[Detection data]
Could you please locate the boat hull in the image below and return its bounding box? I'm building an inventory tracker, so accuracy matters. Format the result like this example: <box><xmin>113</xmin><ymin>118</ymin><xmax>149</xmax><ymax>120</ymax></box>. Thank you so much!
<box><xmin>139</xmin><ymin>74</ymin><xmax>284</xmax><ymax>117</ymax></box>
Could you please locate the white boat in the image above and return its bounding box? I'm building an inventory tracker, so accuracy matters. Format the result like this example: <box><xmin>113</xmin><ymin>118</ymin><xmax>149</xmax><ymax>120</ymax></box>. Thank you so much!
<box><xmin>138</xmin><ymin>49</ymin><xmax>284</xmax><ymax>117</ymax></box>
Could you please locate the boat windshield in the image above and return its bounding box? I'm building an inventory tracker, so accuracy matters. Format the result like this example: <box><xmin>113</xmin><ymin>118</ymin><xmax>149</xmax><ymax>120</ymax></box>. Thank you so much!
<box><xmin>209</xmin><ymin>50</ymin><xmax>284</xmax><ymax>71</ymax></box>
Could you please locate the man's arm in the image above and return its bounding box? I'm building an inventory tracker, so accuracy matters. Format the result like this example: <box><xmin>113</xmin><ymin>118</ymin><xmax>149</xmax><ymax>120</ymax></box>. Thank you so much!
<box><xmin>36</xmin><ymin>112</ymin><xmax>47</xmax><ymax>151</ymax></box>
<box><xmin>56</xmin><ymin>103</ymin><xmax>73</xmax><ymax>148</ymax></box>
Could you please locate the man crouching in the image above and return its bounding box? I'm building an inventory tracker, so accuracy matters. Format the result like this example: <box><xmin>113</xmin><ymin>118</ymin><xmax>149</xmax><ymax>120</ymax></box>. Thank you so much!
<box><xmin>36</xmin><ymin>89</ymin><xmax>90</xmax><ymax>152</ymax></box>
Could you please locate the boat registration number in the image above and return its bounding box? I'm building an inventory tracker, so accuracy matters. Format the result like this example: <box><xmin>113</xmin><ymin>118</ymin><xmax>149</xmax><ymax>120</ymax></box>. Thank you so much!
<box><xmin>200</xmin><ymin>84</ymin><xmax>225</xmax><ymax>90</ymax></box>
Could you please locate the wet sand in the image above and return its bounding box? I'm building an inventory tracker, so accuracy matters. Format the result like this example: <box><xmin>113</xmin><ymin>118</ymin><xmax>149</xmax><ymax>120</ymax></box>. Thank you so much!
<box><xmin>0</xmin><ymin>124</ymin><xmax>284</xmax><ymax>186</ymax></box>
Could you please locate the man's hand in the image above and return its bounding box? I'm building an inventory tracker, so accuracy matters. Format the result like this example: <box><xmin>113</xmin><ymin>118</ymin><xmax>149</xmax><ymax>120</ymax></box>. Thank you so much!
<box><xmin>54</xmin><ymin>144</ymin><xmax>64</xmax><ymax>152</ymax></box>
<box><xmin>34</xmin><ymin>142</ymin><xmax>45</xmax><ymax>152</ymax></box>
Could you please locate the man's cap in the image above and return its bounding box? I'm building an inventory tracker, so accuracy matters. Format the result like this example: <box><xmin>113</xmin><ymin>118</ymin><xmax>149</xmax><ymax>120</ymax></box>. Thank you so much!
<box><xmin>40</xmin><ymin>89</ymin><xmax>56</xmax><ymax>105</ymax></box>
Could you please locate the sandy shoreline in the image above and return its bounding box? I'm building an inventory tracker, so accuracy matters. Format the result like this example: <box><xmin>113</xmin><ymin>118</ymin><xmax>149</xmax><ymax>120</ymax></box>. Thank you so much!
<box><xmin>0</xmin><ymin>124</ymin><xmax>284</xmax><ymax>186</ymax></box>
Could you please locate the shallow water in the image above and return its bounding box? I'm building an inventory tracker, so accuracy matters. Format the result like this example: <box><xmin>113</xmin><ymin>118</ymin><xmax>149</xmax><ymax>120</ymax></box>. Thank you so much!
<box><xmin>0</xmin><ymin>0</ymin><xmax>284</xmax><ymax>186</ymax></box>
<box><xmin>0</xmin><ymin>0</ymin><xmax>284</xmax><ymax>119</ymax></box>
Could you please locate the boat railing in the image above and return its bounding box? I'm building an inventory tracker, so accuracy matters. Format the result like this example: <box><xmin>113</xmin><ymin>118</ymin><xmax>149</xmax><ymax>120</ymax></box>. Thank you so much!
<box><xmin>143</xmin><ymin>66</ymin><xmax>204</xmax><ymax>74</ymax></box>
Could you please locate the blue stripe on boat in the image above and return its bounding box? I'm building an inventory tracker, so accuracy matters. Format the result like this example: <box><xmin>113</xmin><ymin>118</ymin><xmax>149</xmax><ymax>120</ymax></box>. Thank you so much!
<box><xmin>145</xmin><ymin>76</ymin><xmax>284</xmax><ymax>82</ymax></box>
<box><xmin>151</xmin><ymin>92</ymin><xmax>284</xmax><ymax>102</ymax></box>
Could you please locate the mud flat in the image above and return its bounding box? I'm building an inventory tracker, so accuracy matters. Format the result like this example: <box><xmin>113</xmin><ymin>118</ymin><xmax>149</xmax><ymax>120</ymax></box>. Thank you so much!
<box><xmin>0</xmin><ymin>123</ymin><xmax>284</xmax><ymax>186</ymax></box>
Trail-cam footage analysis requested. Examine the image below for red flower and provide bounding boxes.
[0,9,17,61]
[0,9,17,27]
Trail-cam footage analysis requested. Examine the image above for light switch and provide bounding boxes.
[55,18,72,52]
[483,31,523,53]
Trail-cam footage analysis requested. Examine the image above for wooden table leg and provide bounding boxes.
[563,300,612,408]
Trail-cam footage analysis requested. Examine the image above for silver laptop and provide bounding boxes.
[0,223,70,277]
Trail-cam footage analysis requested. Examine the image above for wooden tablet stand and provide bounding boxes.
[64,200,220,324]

▸ **STATED GOAL**
Report how many lines of the data contain the word "wooden". Reply with the number alone.

▸ **THE COMPLETED TASK**
2